------ 처리할 자료

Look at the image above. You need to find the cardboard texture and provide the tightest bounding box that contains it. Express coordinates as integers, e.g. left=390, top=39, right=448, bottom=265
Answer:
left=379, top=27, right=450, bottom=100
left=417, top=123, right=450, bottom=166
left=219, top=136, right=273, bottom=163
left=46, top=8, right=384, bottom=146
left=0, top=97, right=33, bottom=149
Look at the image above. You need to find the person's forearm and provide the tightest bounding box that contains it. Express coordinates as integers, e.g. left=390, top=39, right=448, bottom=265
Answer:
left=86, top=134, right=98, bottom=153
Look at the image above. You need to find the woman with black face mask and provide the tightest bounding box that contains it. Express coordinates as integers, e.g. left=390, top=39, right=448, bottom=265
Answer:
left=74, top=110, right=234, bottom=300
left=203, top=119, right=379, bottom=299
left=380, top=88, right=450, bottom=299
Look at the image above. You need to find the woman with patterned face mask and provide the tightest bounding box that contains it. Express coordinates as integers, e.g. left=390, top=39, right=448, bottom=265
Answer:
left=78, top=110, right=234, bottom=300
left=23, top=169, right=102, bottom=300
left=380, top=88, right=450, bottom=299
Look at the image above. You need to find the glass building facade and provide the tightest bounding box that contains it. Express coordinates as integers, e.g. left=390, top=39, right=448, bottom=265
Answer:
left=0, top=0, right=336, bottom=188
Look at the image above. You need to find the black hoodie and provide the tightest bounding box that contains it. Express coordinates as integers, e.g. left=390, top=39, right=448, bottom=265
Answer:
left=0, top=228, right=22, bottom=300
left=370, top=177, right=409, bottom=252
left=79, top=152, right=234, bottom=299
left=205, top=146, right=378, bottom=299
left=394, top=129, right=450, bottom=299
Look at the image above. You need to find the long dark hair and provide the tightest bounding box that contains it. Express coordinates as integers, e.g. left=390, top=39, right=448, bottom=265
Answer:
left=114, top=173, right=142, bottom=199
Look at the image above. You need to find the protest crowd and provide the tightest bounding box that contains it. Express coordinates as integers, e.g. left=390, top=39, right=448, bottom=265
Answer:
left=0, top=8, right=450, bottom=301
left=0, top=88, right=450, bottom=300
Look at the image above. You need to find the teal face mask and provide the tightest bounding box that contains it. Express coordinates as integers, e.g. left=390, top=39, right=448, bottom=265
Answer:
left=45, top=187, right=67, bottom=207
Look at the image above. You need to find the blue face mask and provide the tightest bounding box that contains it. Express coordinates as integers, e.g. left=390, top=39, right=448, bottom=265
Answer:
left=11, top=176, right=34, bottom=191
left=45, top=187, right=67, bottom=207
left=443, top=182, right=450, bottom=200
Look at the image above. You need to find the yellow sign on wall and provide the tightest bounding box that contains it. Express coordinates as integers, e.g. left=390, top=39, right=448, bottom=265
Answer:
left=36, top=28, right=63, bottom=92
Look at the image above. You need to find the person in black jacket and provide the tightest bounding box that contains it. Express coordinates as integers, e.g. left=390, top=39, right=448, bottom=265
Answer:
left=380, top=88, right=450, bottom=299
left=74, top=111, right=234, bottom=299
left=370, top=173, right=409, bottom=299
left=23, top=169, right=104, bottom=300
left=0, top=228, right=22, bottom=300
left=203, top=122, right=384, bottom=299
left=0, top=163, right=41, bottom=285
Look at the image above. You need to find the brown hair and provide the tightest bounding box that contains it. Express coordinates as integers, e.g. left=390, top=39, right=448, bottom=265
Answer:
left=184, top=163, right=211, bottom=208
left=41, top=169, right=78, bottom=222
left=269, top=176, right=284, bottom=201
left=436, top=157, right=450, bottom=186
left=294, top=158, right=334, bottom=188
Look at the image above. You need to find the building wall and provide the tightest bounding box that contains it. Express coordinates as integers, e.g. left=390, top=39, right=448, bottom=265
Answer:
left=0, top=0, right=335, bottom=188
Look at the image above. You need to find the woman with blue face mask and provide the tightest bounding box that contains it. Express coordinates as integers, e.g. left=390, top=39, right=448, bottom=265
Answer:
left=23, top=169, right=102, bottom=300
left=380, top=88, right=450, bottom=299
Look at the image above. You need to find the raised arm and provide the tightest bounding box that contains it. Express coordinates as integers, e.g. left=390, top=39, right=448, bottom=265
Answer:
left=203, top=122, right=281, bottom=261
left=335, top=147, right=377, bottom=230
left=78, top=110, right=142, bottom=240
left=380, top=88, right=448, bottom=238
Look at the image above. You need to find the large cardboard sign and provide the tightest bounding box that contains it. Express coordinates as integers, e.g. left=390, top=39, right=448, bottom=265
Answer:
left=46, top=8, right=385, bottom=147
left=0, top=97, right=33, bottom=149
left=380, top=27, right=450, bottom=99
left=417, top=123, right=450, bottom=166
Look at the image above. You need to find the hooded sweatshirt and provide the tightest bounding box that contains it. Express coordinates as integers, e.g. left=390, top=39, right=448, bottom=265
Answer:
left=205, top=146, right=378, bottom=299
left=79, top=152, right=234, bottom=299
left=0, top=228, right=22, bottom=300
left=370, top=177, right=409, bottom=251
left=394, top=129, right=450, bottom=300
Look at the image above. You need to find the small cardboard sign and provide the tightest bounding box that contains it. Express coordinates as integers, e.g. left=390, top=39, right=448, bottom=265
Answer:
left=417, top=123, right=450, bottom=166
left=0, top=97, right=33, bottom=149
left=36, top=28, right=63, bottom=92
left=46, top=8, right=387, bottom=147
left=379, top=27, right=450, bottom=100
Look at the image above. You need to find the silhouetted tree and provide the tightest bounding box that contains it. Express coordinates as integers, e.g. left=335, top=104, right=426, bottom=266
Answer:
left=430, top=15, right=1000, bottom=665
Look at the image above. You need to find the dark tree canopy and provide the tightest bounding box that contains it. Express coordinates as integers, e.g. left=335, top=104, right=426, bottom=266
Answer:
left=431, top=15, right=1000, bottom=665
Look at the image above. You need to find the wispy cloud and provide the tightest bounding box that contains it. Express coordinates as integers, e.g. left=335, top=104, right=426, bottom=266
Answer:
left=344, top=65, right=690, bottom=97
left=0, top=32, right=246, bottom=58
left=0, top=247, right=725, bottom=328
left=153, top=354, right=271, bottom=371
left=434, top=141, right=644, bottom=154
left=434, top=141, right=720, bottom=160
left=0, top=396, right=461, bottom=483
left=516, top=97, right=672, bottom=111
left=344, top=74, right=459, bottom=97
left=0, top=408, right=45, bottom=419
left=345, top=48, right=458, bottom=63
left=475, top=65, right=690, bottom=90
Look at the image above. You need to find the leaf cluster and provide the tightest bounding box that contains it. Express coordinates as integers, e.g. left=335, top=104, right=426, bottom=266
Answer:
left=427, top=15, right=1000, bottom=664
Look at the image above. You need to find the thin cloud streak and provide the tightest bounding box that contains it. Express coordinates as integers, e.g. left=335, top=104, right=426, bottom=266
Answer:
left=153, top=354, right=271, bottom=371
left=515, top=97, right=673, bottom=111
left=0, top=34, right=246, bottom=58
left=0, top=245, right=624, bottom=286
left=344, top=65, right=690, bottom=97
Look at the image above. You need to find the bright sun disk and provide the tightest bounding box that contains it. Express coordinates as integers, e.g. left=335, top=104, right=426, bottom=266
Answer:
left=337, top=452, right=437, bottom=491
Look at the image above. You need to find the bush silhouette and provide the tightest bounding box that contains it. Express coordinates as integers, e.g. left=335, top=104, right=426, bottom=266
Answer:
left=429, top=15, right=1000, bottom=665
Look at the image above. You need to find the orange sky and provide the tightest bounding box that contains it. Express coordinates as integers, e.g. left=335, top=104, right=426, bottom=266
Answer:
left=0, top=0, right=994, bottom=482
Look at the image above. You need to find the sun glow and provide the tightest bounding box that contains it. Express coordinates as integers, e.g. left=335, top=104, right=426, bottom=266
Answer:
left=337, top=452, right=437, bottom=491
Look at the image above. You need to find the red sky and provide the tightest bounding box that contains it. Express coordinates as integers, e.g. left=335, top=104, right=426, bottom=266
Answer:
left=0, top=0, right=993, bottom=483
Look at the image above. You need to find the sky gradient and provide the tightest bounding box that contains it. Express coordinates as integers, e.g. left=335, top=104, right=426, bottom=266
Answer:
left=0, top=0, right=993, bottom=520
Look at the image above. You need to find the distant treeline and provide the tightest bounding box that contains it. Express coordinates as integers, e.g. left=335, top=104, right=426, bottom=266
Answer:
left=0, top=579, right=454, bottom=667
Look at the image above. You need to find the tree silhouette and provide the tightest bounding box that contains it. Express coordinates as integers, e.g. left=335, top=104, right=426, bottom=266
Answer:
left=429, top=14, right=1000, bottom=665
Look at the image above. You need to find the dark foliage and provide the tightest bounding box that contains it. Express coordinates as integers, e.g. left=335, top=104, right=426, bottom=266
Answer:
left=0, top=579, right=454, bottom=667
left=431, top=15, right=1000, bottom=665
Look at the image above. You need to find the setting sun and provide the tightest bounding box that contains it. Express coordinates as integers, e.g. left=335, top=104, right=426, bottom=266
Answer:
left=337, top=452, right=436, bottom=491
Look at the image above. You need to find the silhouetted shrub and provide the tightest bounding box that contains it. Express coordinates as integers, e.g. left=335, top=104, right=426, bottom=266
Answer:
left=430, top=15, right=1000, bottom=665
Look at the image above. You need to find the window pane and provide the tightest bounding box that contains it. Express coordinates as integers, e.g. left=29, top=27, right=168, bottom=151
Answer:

------------

위 자료에서 "Look at the image above. You need to find the orange" 문구가 들어 있는 줄에서 시작하여 "left=337, top=452, right=436, bottom=491" 문구가 들어 있는 줄까지를 번호 목록으로 정리하십시오. 양 끝 줄을 모두 포함하고 빈 줄은 제외하십시오.

* 과제 정답
1. Look at the image above. You need to find the orange sky and provide the tightest bounding box that contains it. Express coordinates as integers, e.g. left=335, top=104, right=426, bottom=266
2. Answer:
3. left=0, top=0, right=994, bottom=482
4. Look at the image above. You need to find the sun glow and provide the tightest bounding box that contains it. Express coordinates as integers, e.g. left=335, top=104, right=426, bottom=266
5. Answer:
6. left=337, top=452, right=437, bottom=491
7. Look at the image above. You need to find the red sky and provide the tightest bounding box that contains it. Express coordinates as integers, e.g. left=335, top=104, right=426, bottom=266
8. Answer:
9. left=0, top=0, right=993, bottom=483
10. Look at the image above. You need to find the sky gradient and provide the tightest bounding box that contains it. Express coordinates as integers, e.g. left=335, top=104, right=426, bottom=266
11. Answer:
12. left=0, top=0, right=993, bottom=520
13. Look at the image above. You need to find the distant treeline and provide the tightest bounding box that contains it. Express coordinates as integers, e.g. left=335, top=104, right=426, bottom=266
14. Answer:
15. left=0, top=579, right=454, bottom=667
16. Look at the image above. You need to find the tree silhouette and provide the tightest bounding box that contains it. Express coordinates as integers, e.g. left=335, top=104, right=426, bottom=266
17. Answer:
18. left=429, top=14, right=1000, bottom=665
19. Look at the image above. You need to find the dark foliage and provide the tightest bounding box that contains it. Express coordinates as integers, e.g. left=335, top=104, right=426, bottom=266
20. Answer:
21. left=0, top=579, right=454, bottom=667
22. left=431, top=15, right=1000, bottom=665
23. Look at the image above. You need to find the setting sun and provide the tightest bounding box that contains it. Express coordinates as integers, e.g. left=335, top=104, right=426, bottom=266
24. Answer:
25. left=337, top=452, right=436, bottom=491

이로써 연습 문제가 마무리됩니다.